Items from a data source
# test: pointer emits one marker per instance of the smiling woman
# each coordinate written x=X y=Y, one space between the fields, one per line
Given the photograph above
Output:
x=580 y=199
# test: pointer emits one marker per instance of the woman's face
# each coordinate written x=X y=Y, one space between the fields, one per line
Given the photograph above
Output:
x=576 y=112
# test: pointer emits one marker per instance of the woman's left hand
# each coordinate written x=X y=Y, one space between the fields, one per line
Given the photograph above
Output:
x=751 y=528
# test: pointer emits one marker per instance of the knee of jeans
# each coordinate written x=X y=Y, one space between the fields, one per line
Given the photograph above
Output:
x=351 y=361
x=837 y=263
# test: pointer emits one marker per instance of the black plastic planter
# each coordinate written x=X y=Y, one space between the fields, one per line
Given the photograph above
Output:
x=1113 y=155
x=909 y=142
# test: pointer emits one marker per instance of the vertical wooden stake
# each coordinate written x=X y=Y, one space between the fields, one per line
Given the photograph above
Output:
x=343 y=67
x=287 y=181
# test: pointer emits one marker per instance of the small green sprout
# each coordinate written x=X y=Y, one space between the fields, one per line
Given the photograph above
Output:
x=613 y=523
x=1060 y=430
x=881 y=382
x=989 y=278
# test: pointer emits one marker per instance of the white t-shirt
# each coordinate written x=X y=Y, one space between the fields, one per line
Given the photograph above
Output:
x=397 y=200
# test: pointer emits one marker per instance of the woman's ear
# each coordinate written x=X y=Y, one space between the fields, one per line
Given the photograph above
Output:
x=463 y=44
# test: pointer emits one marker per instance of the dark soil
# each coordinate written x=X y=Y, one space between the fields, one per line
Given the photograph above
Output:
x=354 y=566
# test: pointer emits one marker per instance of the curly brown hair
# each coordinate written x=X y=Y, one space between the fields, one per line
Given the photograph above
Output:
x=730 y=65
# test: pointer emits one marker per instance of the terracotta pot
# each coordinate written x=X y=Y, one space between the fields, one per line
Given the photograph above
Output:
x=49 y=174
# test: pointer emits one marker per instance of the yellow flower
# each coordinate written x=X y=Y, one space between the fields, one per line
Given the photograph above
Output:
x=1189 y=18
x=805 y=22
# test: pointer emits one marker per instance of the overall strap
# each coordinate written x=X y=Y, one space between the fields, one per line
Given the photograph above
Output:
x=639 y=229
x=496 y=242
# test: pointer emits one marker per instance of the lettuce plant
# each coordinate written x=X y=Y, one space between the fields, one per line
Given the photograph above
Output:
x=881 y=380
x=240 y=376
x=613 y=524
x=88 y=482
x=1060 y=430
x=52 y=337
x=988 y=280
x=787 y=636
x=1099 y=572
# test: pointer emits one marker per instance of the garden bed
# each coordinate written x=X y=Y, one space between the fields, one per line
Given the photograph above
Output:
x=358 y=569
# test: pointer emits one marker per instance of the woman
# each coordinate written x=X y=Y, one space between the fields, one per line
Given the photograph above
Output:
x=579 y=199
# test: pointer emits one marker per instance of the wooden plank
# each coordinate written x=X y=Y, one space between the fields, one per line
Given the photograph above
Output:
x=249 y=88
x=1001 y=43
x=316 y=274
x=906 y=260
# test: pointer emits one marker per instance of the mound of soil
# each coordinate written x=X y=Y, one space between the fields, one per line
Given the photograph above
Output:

YOUR INSTRUCTIONS:
Update the rows by replacing every occurrence of "pointer" with "locator", and leave everything else unchanged.

RIGHT ANSWER:
# test: locator emits one marker per instance of the smiling woman
# each coordinate written x=X y=Y, one space between the fields, one per line
Given the photograph above
Output:
x=580 y=199
# test: locator emits one marker per instance of the woman's face
# each coordinate written x=X y=Y, one space between the fields, one per line
Given the photograph above
Output:
x=576 y=112
# test: locator emits one marker per instance of the woman's left hand
# each coordinate written x=X y=Y, one space between the fields, one per line
Given the photograph above
Output:
x=751 y=528
# test: locator emits one marker per instance of the knee of jeans
# each coordinate written x=X y=Y, one space between the fields, one per line
Given the photograph above
Output:
x=351 y=361
x=837 y=263
# test: locator emits one marker per instance of the black plastic planter
# each coordinate written x=X y=Y, one space between the fields, one per line
Given the photograph above
Output:
x=1113 y=155
x=909 y=142
# test: locator emits one marker per instance of the vertical wooden stake
# each coordinate written x=X y=Y, one space between the fields, one per line
Given the photograph above
Output:
x=343 y=67
x=287 y=181
# test: locator emits one marker per instance of the small green sprout
# each coordinate written x=X y=Y, one space between the fields, one per line
Given the photograph above
Output:
x=613 y=523
x=1060 y=430
x=881 y=382
x=989 y=278
# test: locator emits one marker per instance of the white t-shirt
# each coordinate written x=X y=Y, one space between the fields, one per line
Given the photograph above
Output:
x=397 y=200
# test: locator emits one marker per instance of the woman's ear
# each coordinate written x=X y=Y, one space between the fields, one per line
Given the photograph above
Output:
x=463 y=44
# test: locator emits one marker per instance of the dark soil
# each coordinate written x=X y=Y, one space between the fields, one per line
Given the photograph above
Output:
x=354 y=566
# test: locator emits one marker per instance of the curly brown hair
# each coordinate written x=X y=Y, one space between the fields, one per line
Given the photograph above
Output:
x=730 y=65
# test: locator emits one marker per instance of the terracotta pot
# each coordinate written x=X y=Y, one space between the fields, one per line
Given the photograph above
Output:
x=49 y=174
# test: locator emits one marker per instance of the yellow flower
# each coordinate written x=X y=Y, one space between the fields, one per line
Given the photograph above
Output:
x=1189 y=18
x=805 y=22
# test: locator emits one marker per instance of the overall strap
# each coordinate written x=X y=Y, one space between the fields, one per line
Given the photograph above
Output:
x=639 y=229
x=496 y=242
# test: locator emits one marker per instance of the lettuce plant
# each coordinate written x=X y=Y, one space between the fields, one per line
Given the photograph above
Output:
x=881 y=380
x=240 y=376
x=613 y=524
x=88 y=482
x=1060 y=430
x=52 y=337
x=988 y=280
x=787 y=636
x=1099 y=572
# test: locator emits one marker per instance of the garden bed
# each coordinate written x=X y=Y, one space between the fields, one per line
Given the photograph above
Output:
x=358 y=569
# test: locator emits one marker per instance of the woman
# each coordinate written x=X y=Y, one space between the fields, one per line
Given the photograph above
Output:
x=579 y=199
# test: locator emits one marker per instance of the wooden plank
# each coordinate written x=X y=Y, one space between the fields, one per line
Given the photograph above
Output:
x=249 y=88
x=1001 y=43
x=316 y=274
x=906 y=260
# test: locator emits one marker per instance of the mound of soil
# each coordinate written x=X y=Y, one space between the fields, one per line
Given the photograph above
Output:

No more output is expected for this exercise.